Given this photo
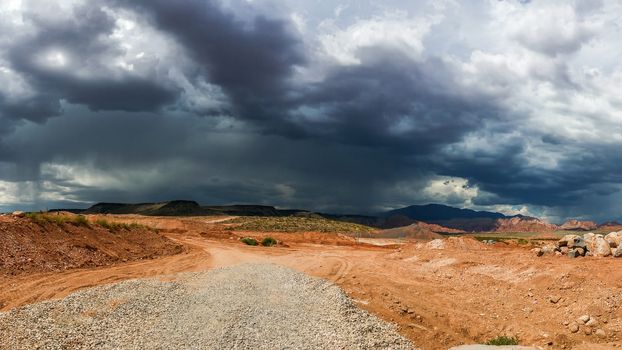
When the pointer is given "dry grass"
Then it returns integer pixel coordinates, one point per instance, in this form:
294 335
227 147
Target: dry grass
295 224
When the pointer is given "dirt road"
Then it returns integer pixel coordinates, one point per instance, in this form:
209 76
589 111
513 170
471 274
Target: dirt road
439 298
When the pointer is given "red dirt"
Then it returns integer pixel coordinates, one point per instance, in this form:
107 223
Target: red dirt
523 224
29 247
467 292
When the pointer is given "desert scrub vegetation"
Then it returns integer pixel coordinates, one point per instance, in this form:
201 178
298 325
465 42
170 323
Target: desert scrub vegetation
294 224
249 241
268 242
503 340
47 218
118 226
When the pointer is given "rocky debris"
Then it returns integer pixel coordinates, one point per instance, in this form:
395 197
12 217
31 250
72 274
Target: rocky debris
614 239
589 324
436 244
573 327
600 333
589 244
250 306
579 225
492 347
547 249
554 299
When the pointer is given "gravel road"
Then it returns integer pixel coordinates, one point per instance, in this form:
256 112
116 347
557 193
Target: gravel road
251 306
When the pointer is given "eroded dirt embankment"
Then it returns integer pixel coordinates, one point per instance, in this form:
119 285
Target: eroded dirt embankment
33 247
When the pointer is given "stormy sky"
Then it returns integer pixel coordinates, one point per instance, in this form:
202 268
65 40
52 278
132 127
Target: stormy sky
343 106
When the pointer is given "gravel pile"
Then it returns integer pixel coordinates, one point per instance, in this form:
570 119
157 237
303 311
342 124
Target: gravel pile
252 306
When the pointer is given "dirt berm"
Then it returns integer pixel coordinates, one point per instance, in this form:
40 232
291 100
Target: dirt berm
30 246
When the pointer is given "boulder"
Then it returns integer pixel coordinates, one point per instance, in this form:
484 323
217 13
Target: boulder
590 241
614 239
579 225
601 247
577 242
492 347
566 240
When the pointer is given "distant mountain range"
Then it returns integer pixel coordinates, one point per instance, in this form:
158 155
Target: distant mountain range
442 215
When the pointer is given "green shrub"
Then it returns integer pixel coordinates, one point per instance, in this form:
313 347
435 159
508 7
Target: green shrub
249 241
268 242
81 220
503 340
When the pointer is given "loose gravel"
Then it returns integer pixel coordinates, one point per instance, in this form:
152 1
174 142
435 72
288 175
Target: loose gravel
251 306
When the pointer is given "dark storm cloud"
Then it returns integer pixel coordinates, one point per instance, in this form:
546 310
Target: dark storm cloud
341 142
390 101
84 77
250 62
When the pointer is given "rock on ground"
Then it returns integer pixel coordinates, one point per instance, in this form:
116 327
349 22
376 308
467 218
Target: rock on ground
252 306
493 347
614 239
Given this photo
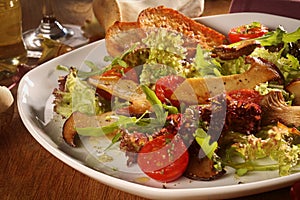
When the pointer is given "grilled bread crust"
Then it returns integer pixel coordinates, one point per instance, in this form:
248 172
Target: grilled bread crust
121 35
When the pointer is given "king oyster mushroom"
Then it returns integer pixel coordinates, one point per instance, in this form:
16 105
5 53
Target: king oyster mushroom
202 89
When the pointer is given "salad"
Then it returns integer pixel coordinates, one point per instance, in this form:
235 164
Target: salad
177 111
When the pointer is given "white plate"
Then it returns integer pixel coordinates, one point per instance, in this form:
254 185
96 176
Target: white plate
34 103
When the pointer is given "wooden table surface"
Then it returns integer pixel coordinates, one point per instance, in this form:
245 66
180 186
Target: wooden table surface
28 171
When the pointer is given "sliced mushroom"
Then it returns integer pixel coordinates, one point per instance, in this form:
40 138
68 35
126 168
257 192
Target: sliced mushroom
275 109
201 89
80 120
201 167
124 89
294 88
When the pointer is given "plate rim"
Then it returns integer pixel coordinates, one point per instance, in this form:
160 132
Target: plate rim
143 190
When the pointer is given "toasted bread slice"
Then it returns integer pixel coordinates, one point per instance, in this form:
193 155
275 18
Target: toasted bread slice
121 35
172 19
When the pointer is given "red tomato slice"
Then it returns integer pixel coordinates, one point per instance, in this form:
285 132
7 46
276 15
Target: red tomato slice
246 32
165 87
164 159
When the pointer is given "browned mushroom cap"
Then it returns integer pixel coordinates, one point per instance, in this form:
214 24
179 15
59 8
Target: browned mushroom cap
201 167
107 12
294 88
226 52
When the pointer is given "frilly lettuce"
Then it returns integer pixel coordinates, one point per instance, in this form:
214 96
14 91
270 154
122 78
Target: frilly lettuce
278 145
77 95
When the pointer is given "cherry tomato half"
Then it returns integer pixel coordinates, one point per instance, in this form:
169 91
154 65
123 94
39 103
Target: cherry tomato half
164 158
121 72
165 87
245 95
248 31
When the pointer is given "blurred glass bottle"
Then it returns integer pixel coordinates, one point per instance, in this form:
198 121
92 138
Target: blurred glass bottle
12 49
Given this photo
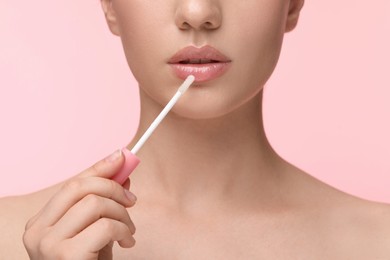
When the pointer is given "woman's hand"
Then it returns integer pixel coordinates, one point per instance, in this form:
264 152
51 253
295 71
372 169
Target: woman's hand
85 217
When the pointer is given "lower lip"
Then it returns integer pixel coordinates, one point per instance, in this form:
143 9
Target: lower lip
201 72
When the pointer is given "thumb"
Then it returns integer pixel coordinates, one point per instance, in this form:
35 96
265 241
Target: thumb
107 167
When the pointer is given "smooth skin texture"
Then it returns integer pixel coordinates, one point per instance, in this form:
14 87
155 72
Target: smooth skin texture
210 186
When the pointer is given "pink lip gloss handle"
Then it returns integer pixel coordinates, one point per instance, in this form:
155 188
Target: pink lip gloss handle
131 162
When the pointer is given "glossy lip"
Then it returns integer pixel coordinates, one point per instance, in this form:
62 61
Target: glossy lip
216 63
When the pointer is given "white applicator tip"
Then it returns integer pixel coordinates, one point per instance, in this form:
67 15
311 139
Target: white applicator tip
187 83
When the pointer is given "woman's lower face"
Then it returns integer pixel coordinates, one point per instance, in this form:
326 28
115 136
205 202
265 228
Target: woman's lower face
231 46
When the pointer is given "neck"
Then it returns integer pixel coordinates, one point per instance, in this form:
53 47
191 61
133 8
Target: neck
221 157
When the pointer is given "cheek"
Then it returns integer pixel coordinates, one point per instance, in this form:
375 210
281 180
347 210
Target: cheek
141 27
260 32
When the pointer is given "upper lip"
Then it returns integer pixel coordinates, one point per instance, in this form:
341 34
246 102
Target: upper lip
195 55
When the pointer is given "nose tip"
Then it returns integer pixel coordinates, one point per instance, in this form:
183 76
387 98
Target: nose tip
198 15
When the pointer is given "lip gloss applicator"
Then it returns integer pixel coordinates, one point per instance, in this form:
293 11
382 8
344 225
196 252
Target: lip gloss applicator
131 160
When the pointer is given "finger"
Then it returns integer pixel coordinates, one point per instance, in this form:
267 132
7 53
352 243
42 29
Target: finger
96 236
107 167
87 211
74 191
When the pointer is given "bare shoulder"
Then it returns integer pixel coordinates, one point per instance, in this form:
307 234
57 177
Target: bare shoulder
372 220
344 224
360 227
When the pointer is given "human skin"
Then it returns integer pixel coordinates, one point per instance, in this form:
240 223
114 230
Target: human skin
210 186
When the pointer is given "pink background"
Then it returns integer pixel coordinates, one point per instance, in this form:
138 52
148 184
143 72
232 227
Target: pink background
67 98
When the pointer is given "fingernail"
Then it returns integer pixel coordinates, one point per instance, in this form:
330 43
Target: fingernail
114 156
130 196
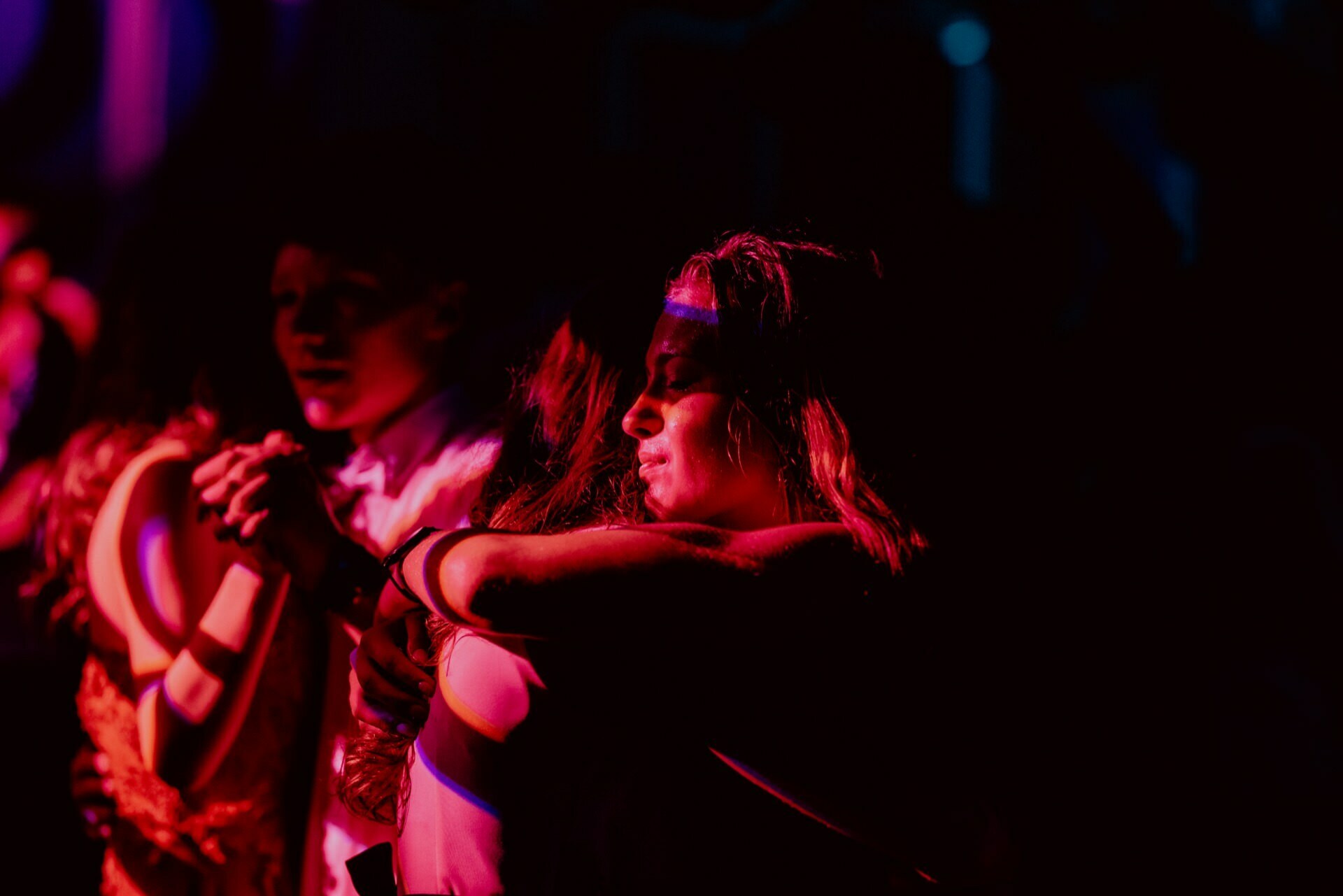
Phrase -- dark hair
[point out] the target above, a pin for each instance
(778, 346)
(564, 464)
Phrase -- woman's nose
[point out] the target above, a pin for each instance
(313, 315)
(642, 421)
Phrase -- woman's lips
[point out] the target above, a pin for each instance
(649, 462)
(321, 375)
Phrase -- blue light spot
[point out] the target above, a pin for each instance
(22, 24)
(965, 42)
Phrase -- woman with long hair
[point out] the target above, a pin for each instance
(750, 616)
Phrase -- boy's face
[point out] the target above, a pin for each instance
(359, 353)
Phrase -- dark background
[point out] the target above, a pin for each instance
(1107, 379)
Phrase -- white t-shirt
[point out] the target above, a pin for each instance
(423, 471)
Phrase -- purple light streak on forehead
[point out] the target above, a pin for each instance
(690, 312)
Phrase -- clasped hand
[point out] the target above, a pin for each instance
(269, 500)
(388, 688)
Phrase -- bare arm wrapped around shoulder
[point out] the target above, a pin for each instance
(198, 614)
(546, 585)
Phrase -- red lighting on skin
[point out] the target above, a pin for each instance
(27, 271)
(14, 225)
(77, 311)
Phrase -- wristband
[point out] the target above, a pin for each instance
(392, 562)
(351, 575)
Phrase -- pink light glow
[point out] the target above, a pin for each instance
(27, 271)
(134, 84)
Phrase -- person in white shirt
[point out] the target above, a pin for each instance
(371, 334)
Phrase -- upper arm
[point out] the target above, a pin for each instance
(151, 562)
(537, 585)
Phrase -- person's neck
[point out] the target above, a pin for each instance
(360, 436)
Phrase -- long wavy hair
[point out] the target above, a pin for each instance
(781, 348)
(564, 465)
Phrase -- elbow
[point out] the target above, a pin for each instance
(465, 576)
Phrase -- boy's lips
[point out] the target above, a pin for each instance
(321, 375)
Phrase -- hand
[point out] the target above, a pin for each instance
(268, 499)
(89, 788)
(387, 687)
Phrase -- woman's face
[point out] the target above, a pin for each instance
(689, 462)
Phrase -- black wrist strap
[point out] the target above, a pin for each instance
(353, 574)
(392, 562)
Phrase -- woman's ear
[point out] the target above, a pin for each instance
(449, 309)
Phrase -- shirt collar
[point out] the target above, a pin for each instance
(383, 464)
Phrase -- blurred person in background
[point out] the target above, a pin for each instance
(382, 294)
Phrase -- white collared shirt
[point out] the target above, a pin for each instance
(426, 469)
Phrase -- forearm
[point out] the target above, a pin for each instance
(190, 716)
(540, 586)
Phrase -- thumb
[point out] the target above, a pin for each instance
(417, 639)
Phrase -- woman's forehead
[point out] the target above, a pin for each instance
(683, 335)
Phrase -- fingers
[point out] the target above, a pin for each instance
(243, 471)
(388, 684)
(249, 500)
(215, 467)
(417, 640)
(372, 716)
(92, 793)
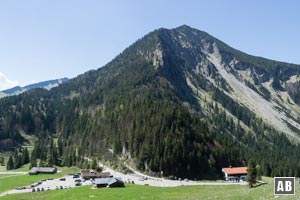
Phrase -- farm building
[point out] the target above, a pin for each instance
(235, 174)
(108, 182)
(42, 170)
(89, 174)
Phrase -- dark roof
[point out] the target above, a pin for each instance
(91, 174)
(107, 181)
(42, 170)
(101, 181)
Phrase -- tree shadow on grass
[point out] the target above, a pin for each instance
(258, 184)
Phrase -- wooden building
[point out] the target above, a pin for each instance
(235, 174)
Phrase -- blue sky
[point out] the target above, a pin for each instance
(42, 40)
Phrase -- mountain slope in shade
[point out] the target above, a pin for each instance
(45, 84)
(177, 101)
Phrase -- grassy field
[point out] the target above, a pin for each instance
(232, 192)
(8, 182)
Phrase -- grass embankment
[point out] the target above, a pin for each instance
(9, 182)
(232, 192)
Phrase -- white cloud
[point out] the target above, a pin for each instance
(5, 83)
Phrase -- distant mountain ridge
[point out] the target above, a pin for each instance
(177, 102)
(45, 84)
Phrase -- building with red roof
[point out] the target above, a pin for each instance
(235, 174)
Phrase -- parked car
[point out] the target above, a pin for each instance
(77, 183)
(75, 176)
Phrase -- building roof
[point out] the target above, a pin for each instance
(107, 181)
(90, 173)
(42, 170)
(235, 170)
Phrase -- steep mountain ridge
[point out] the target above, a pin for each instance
(178, 101)
(45, 84)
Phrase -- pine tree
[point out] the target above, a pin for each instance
(252, 172)
(10, 163)
(25, 156)
(94, 164)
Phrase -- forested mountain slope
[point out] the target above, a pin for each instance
(178, 101)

> _WHAT YOU SHOULD DO_
Rewrite the lines of the data starting with the line containing "Phrase -- forested mountain slope" and going on through the end of the data, replacing "mountain slope" with "hillside" and leaving everything else unchanged.

> _EXERCISE RESPONSE_
Phrase -- forested hillside
[point out] the target above, a pin for each instance
(178, 101)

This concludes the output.